**What you should do**.
Your answer must contain each line of the listing in which "target" appears, copied in full.
━━━━━━━━━━━━━━━━━━━━━━━━━━━━━━
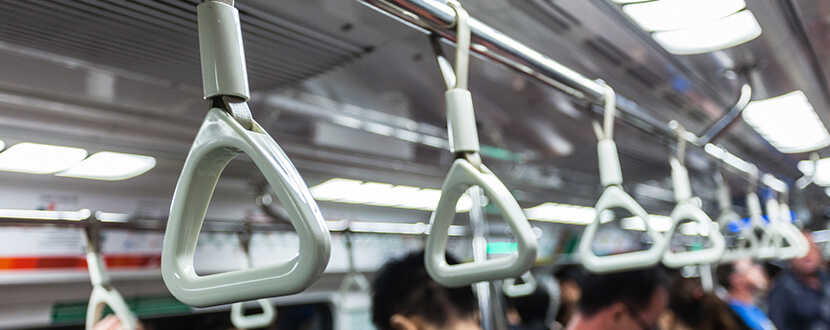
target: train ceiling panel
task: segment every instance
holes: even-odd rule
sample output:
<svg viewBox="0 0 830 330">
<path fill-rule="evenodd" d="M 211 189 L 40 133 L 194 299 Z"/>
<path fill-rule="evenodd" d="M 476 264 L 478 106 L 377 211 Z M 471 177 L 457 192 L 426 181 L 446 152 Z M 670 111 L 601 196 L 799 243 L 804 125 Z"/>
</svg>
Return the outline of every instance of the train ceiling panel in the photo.
<svg viewBox="0 0 830 330">
<path fill-rule="evenodd" d="M 0 41 L 201 86 L 198 1 L 2 1 Z M 363 47 L 237 6 L 254 90 L 292 85 L 348 63 Z"/>
</svg>

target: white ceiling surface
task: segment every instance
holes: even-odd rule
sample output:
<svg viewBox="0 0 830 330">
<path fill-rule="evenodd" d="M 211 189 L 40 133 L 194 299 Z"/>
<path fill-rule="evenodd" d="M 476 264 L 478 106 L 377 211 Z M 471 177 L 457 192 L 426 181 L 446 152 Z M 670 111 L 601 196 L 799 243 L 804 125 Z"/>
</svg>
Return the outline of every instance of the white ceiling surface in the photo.
<svg viewBox="0 0 830 330">
<path fill-rule="evenodd" d="M 516 1 L 464 4 L 473 16 L 507 35 L 589 78 L 605 79 L 661 121 L 678 119 L 700 132 L 737 98 L 737 82 L 713 72 L 718 68 L 712 56 L 667 58 L 638 37 L 638 31 L 618 22 L 600 1 L 552 1 L 578 21 L 564 30 L 542 23 Z M 32 8 L 37 5 L 0 1 L 4 9 L 0 10 L 0 22 L 4 22 L 0 31 L 13 26 L 8 30 L 13 33 L 0 33 L 0 139 L 7 145 L 51 143 L 159 159 L 156 169 L 126 181 L 85 183 L 0 172 L 3 186 L 10 182 L 22 189 L 32 182 L 36 186 L 100 187 L 102 191 L 146 188 L 148 193 L 169 198 L 207 111 L 198 81 L 193 30 L 196 3 L 67 1 Z M 237 6 L 243 12 L 254 118 L 294 159 L 309 183 L 349 177 L 440 186 L 451 161 L 447 151 L 334 125 L 331 118 L 320 115 L 348 113 L 348 109 L 321 108 L 318 115 L 311 115 L 277 108 L 268 101 L 317 95 L 334 104 L 385 114 L 380 122 L 405 119 L 414 123 L 408 128 L 416 131 L 443 129 L 444 86 L 425 35 L 357 1 L 248 0 L 237 1 Z M 91 22 L 106 24 L 73 27 L 67 22 L 70 19 L 58 19 L 67 12 L 92 15 L 94 19 L 87 18 Z M 24 20 L 28 23 L 22 24 Z M 165 41 L 168 35 L 171 40 Z M 299 58 L 280 60 L 282 54 L 289 56 L 298 47 L 302 48 Z M 605 47 L 606 54 L 591 51 L 592 47 Z M 625 50 L 616 62 L 608 58 L 613 47 Z M 300 60 L 307 62 L 292 62 Z M 687 82 L 688 88 L 674 88 L 677 79 Z M 583 105 L 484 61 L 472 63 L 471 90 L 482 142 L 522 153 L 530 160 L 516 164 L 485 158 L 511 188 L 529 192 L 528 206 L 555 196 L 556 190 L 559 194 L 574 191 L 568 182 L 587 186 L 576 194 L 582 197 L 568 198 L 596 197 L 596 141 Z M 681 106 L 672 103 L 678 99 Z M 370 119 L 374 120 L 366 117 Z M 618 126 L 626 180 L 665 181 L 669 170 L 662 142 L 626 125 Z M 795 158 L 801 156 L 769 154 L 771 147 L 746 125 L 735 125 L 722 142 L 762 168 L 795 179 Z M 702 164 L 698 171 L 706 170 Z M 255 166 L 246 161 L 235 161 L 226 172 L 231 181 L 261 179 Z M 557 180 L 564 185 L 553 184 Z"/>
</svg>

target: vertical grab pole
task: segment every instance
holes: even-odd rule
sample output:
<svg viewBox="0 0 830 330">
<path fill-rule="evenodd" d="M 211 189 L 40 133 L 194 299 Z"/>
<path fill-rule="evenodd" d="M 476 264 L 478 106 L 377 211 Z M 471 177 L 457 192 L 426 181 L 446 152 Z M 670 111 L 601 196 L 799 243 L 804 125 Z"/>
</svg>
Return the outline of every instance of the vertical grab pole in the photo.
<svg viewBox="0 0 830 330">
<path fill-rule="evenodd" d="M 481 188 L 477 186 L 470 187 L 467 191 L 470 199 L 473 201 L 473 206 L 470 209 L 470 231 L 473 233 L 473 261 L 483 262 L 487 260 L 487 238 L 484 236 L 486 219 L 484 212 L 482 212 L 481 205 Z M 481 313 L 481 328 L 483 330 L 493 330 L 493 309 L 491 300 L 493 298 L 490 290 L 490 282 L 478 282 L 473 284 L 478 296 L 478 310 Z"/>
</svg>

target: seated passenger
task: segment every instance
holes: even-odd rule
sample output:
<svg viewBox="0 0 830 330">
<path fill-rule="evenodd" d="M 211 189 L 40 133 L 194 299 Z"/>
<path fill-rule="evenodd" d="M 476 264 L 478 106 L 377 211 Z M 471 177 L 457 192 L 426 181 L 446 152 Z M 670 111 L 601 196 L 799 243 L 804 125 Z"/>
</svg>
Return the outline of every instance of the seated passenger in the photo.
<svg viewBox="0 0 830 330">
<path fill-rule="evenodd" d="M 580 283 L 582 297 L 568 329 L 655 328 L 668 302 L 664 278 L 662 268 L 586 275 Z"/>
<path fill-rule="evenodd" d="M 451 256 L 447 262 L 457 263 Z M 480 330 L 477 314 L 472 288 L 433 281 L 423 251 L 387 262 L 372 284 L 372 322 L 378 330 Z"/>
<path fill-rule="evenodd" d="M 554 277 L 559 282 L 559 311 L 556 313 L 556 322 L 560 325 L 567 325 L 571 317 L 576 313 L 579 299 L 582 296 L 582 289 L 579 282 L 588 273 L 580 265 L 567 265 L 556 271 Z"/>
<path fill-rule="evenodd" d="M 740 259 L 719 265 L 716 273 L 718 284 L 729 293 L 726 298 L 729 307 L 740 315 L 744 323 L 754 330 L 775 329 L 756 301 L 769 286 L 760 265 L 750 259 Z"/>
</svg>

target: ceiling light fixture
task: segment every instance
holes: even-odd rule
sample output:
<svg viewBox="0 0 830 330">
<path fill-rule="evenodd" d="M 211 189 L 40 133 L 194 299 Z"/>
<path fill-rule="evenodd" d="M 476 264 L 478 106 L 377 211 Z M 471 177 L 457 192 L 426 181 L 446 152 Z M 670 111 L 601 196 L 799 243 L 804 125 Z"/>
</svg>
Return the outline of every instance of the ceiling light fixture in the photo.
<svg viewBox="0 0 830 330">
<path fill-rule="evenodd" d="M 744 0 L 660 0 L 622 7 L 643 30 L 669 31 L 713 22 L 746 8 Z"/>
<path fill-rule="evenodd" d="M 800 153 L 830 145 L 830 134 L 802 91 L 750 102 L 744 121 L 783 153 Z"/>
<path fill-rule="evenodd" d="M 661 2 L 661 1 L 658 1 Z M 730 48 L 761 35 L 761 26 L 748 10 L 680 30 L 654 32 L 651 36 L 672 54 L 691 55 Z"/>
<path fill-rule="evenodd" d="M 363 182 L 335 178 L 309 189 L 314 199 L 336 203 L 362 204 L 401 209 L 431 211 L 438 206 L 441 190 L 413 186 L 395 186 L 380 182 Z M 469 212 L 472 199 L 463 195 L 456 211 Z"/>
<path fill-rule="evenodd" d="M 812 161 L 802 160 L 798 162 L 798 169 L 804 175 L 812 176 L 812 182 L 816 185 L 827 187 L 830 186 L 830 158 L 819 159 L 815 166 Z"/>
<path fill-rule="evenodd" d="M 52 174 L 86 158 L 81 148 L 23 142 L 0 152 L 0 171 Z"/>
<path fill-rule="evenodd" d="M 122 154 L 102 151 L 89 156 L 57 176 L 118 181 L 146 173 L 156 166 L 156 159 L 150 156 Z"/>
</svg>

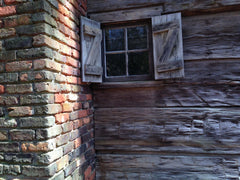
━━━━━━━━━━━━━━━━━━━━━━━━━━━━━━
**Result of this exercise**.
target: train ceiling panel
target: white ceiling surface
target: vertical grab pole
target: seated passenger
target: ceiling light fixture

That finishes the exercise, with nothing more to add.